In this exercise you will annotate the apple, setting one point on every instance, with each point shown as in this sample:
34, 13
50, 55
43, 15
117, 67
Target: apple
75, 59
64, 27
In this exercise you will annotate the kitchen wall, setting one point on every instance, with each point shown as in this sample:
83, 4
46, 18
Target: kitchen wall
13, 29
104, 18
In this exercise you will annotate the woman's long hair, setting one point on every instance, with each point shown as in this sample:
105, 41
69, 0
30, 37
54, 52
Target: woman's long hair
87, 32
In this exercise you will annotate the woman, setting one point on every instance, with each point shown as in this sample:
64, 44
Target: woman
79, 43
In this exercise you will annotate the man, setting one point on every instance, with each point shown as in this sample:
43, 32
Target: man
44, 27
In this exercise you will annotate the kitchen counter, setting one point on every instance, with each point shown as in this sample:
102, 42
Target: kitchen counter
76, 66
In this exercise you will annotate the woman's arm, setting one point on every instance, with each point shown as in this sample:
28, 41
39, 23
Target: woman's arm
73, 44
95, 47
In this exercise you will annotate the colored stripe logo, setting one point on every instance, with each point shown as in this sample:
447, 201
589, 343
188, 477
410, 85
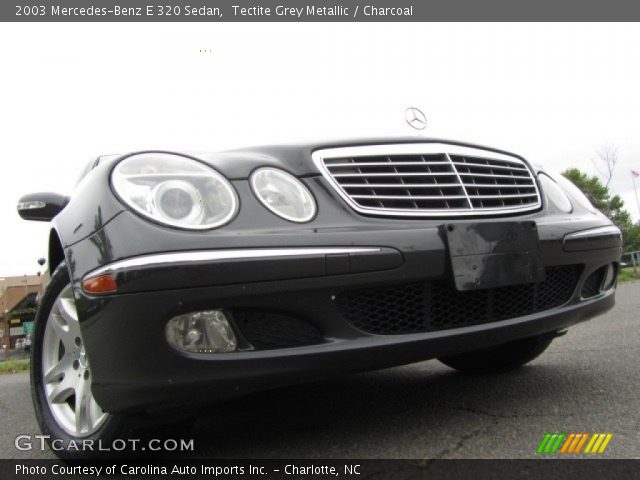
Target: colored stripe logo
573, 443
§ §
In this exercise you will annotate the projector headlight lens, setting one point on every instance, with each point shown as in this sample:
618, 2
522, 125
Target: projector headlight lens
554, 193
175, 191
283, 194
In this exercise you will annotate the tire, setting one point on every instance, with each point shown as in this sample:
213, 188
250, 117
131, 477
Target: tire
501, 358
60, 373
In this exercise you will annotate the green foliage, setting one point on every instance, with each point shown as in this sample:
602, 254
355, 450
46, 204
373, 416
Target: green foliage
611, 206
§ §
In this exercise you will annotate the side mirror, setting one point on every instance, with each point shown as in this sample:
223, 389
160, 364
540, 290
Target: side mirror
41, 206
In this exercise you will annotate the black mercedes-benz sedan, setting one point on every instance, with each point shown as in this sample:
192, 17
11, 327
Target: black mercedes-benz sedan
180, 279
§ §
» Problem requirements
Write out exactly the lines that fall from the line with "Target: kitchen wall" to the line with "In this exercise you will annotate the kitchen counter, setting" in the records above, keeping both ends.

» Answer space
Target: kitchen wall
13, 29
104, 18
In this exercise you will annotate the woman's long hair, setting one point on every instance, with each point shown as in this sample:
105, 41
69, 0
30, 37
54, 52
Target: woman's long hair
87, 32
In this exercise you will annotate the woman, setting one point on every instance, with each point shown as in this sample:
64, 44
Target: woman
79, 43
In this exercise you will annotate the man, setting one point on every instance, with each point shown as in this sample:
43, 32
Target: man
44, 27
In this exercise you will annotate the kitchen counter, setting one point on every instance, with each point shown as in this sample:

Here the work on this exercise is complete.